● Alıntılanan metin:
⟨

Sözümüzdür! Kuracağımız Laik, Demokratik, Devrimci Halk İktidarının hiç yıkılmayacak kalesinin burçlarına, Kadınlarımızın kurtuluş bayrağını biz İkinci Kurtuluş Savaşçısı Kadınlar dikeceğiz!
Prof. Dr. Özler Çakır
Türkiye Devrimi’nin Önderi, Halkın Kurtuluş Partisi’nin ilk Genel Başkanı, henüz 17 yaşındayken katıldığı Birinci Antiemperyalist Kurtuluş Savaşı’mızın Köyceğiz Kuvayimilliye Askeri Komutanı, Usta’mız Hikmet Kıvılcımlı, 29 Ekim 1968 tarihinde yani bundan tam 55 yıl önce yayımlanan “Cumhuriyet Nedir?” başlıklı makalesinde Laik Cumhuriyet’i şöyle tanımlıyordu:
“(…) Türkiye’de Cumhuriyet demek, Türk Milletinin bağrına oturmuş olan emperyalizmle Saltanat’a karşı kurduğu bir savunma kalesi demektir.”
Bu onurlu kurtuluş, bu “savunma kalesi”nin kuruluş mücadelesinin harcı, Birinci Kuvayimilliyeci yiğit Anadolu kadınlarının canları ve kanlarıyla karılmıştı. Çilekeş ama bir o kadar cesur Anadolu kadını başkaldırmıştı, yaşamlarını karanlıklara boğan “Kadim Doğu Gericiliği”ne ve Vatan belledikleri toprakları ellerinden almak isteyen emperyalizm denen azgın sömürgen “Batı Gericiliği”ne!
İşte o nedenle, Emperyalist Yedi Düvele ve onun yerli işbirlikçilerine karşı verilen bu kutsal mücadelenin zaferi ile taçlanan Laik Cumhuriyet, en çok da kadınlarımız için bir savunma kalesi olmuştu!
Ama ne acıdır ki bu kale, 1950’lerden bu yana ülkemizi yeniden teslim alıp yarısömürge haline getiren ABD-AB Emperyalistleri ve onların satılmış yerli işbirlikçileri tarafından, kuruluşunun 100’üncü yılında, harçları un ufak edilmiş, taşları çökertilmiş, viran edilmiş durumda.
ABD Emperyalistlerinin hain “Büyük Ortadoğu Projesi (BOP)”un Türkiye ayağı olan Yeni Sevr ile “Sıra Sende Türkiye” dendiği kara günleri yaşıyoruz!
Tarihin en asalak, en gerici sermaye sınıfı olan ve Birinci Kurtuluşta ekonomideki ve toplumsal yaşamdaki varlıkları ortadan kaldırılamamış olan Antika Tefeci-Bezirgân Sermayenin günümüzdeki siyasi temsilcisi, vatan satıcı AKP’giller, ülkemizi en az üç parçaya bölebilmek için 22 yıldır emperyalist efendileri tarafından iktidarda tutuluyorlar.
Ve yaşadığımız bu kara günlerde yine en çok acı çekenler kadınlarımız!
Çünkü AKP’giller’in sınıf karakterinde kadına düşmanlık var.

⟩

● Verilen alıştırma 1: Aşağıdaki satırlardan kaçında "bowl" sözcüğü geçiyor, sayın. Yalnızca sayıyı yazın.

● Sağlanan bilgiler:

⟨

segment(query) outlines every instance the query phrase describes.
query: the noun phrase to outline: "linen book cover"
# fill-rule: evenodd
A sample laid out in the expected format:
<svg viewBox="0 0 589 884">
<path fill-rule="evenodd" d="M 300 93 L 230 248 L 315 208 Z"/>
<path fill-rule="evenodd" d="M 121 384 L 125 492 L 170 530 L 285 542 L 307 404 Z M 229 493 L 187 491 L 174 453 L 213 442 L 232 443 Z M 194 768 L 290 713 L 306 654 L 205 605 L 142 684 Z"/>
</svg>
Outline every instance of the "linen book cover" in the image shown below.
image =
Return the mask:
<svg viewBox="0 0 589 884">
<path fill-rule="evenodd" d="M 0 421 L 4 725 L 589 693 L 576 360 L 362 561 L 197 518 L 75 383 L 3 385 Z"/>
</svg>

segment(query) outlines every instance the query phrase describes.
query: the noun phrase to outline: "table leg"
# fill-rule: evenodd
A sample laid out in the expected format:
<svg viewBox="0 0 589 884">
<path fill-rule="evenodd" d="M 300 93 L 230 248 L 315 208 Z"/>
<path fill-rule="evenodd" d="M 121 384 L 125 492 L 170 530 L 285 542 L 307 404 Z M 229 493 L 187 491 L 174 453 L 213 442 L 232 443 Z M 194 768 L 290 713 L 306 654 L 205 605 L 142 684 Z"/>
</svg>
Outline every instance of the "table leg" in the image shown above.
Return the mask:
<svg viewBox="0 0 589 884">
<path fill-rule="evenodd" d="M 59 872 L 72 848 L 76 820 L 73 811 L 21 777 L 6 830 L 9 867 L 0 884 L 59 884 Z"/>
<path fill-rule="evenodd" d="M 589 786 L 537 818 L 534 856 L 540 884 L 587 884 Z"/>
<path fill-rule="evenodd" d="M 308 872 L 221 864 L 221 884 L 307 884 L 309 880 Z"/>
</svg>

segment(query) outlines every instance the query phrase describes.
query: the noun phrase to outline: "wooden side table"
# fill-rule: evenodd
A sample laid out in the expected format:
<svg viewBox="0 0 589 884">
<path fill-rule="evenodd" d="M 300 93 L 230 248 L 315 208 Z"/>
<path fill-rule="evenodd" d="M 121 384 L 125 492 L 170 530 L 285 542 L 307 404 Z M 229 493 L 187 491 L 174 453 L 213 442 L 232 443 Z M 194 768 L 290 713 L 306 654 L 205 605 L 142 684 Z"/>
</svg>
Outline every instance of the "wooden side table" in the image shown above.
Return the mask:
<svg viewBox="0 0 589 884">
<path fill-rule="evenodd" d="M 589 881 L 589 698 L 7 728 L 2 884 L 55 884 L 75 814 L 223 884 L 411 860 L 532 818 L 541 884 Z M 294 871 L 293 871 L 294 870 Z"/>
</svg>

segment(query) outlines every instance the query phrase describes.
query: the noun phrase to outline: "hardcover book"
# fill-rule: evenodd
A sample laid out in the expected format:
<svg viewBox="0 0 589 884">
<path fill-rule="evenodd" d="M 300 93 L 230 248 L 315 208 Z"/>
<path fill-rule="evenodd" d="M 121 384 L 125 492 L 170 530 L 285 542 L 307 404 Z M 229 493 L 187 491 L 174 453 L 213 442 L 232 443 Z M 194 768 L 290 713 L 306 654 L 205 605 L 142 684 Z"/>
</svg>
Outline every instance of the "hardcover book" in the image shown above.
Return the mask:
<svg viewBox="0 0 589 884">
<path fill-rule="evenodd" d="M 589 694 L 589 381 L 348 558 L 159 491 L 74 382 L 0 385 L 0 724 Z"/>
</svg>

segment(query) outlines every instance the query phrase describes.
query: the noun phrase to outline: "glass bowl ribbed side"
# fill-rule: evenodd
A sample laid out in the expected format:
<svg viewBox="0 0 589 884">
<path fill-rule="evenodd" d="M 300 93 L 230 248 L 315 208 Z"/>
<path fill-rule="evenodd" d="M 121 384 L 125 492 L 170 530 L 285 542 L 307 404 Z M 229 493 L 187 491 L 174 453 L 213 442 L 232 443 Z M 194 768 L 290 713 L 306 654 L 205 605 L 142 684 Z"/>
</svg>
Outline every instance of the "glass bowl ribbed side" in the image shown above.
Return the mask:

⟩

● Verilen alıştırma 2: Alıntılanan metnin "Bu onurlu kurtuluş, bu" ile başlayıp "savunma kalesi olmuştu!" sözlerine kadar süren kısmını, "cesur" sözcüğünü "yürekli" ile değiştirerek yeniden yazın.

● Alıştırma sonucu 1: 2

● Alıştırma sonucu 2:
Bu onurlu kurtuluş, bu “savunma kalesi”nin kuruluş mücadelesinin harcı, Birinci Kuvayimilliyeci yiğit Anadolu kadınlarının canları ve kanlarıyla karılmıştı. Çilekeş ama bir o kadar yürekli Anadolu kadını başkaldırmıştı, yaşamlarını karanlıklara boğan “Kadim Doğu Gericiliği”ne ve Vatan belledikleri toprakları ellerinden almak isteyen emperyalizm denen azgın sömürgen “Batı Gericiliği”ne!
İşte o nedenle, Emperyalist Yedi Düvele ve onun yerli işbirlikçilerine karşı verilen bu kutsal mücadelenin zaferi ile taçlanan Laik Cumhuriyet, en çok da kadınlarımız için bir savunma kalesi olmuştu!